◆ Text section:
• • • •

First we expand E (which is a function of U)

E = Σ_n ( |x_n|² + |y_n|² ) - 2 Σ_n x_n y_n U

E = E₀ - 2 Σ_n x_n y_n U

The first part E₀ is invariant with respect to a rotation U.

The variation resides in the last term L = Σ_n x_n y_n U. The goal to minimize the RMSD is to find the matrix U_min that gives the largest possible value of L_max from which we get:

RMSD = √ E_min / N = √ ( (E₀ - 2 L_max) / N )

The trick is to realize that we can promote the set of vectors x_n and y_n into the {N x 3} matrices X and Y, and apply the {3 x 3} rotational matrix U to the vectors of Y. Then we can write L as a trace

L = Tr( X^t Y U )

where X^t is a {3 x N} matrix and the transformed values of Y U is a {N x 3}{3 x 3}={N x 3} matrix.

Juggling the matrices inside the trace, we get:

L = Tr( X^t Y U ) trace of a {3 x N}{N x 3}{3 x 3} matrix
= Tr( R U ) trace of a {3 x 3}{3 x 3} matrix

We don't know what U is, but we can study the other matrix R = X^t Y, which is the {3 x 3} correlation matrix between X and Y. By invoking the powerful Singular Value Decomposition theorem, we know that we can always write R as:

R = V S W^t

and obtain the {3 x 3} matrices V and W (which are orthogonal) and S (which is positive diagonal, with elements σ_i). We substitute these matrices into the troublesome L term of the square-distance equation:

L = Tr( V S W^t U ) = Tr( S W^t U V )

• • • •

◆ Supplied material:
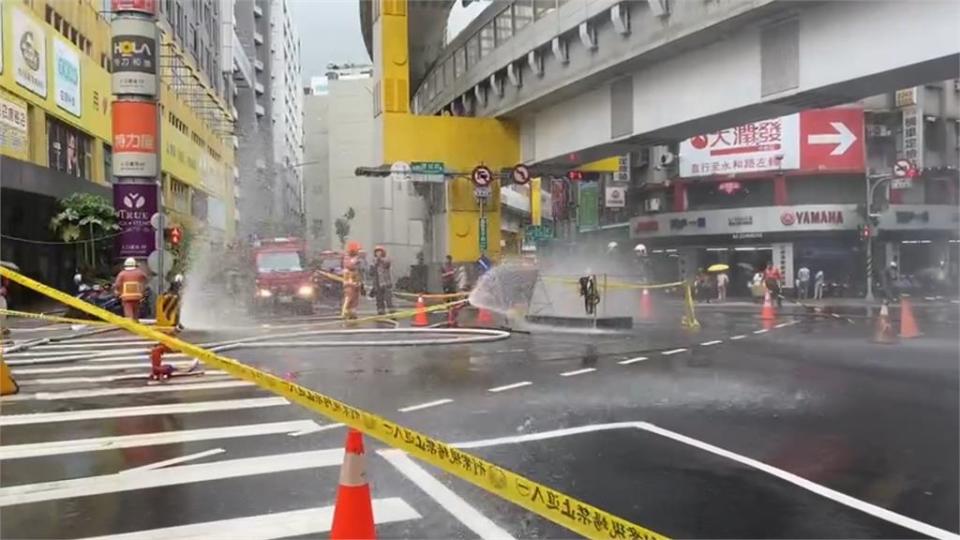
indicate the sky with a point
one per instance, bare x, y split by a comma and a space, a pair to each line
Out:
330, 31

• • • •

◆ Requirement 1: In the RMSD derivation, what does the matrix R = X^t Y represent?
◆ Requirement 2: Switch "invariant" to "unchanged" and write out the stretch of the RMSD derivation from "First we expand" through "a rotation U.".
◆ Requirement 3:
Decide whether each statement agrees with the RMSD derivation. Answer yes or no for each, and quote the words from the text that decide it.
(a) The matrices V and W obtained from the decomposition of R are orthogonal.
(b) The term E₀ varies with the rotation U.
(c) X^t is an {N x 3} matrix.

◆ Worked answer 1: It is the {3 x 3} correlation matrix between X and Y.

◆ Worked answer 2:
First we expand E (which is a function of U)

E = Σ_n ( |x_n|² + |y_n|² ) - 2 Σ_n x_n y_n U

E = E₀ - 2 Σ_n x_n y_n U

The first part E₀ is unchanged with respect to a rotation U.

◆ Worked answer 3:
(a) Yes: "obtain the {3 x 3} matrices V and W (which are orthogonal)"
(b) No: "The first part E₀ is invariant with respect to a rotation U."
(c) No: "where X^t is a {3 x N} matrix"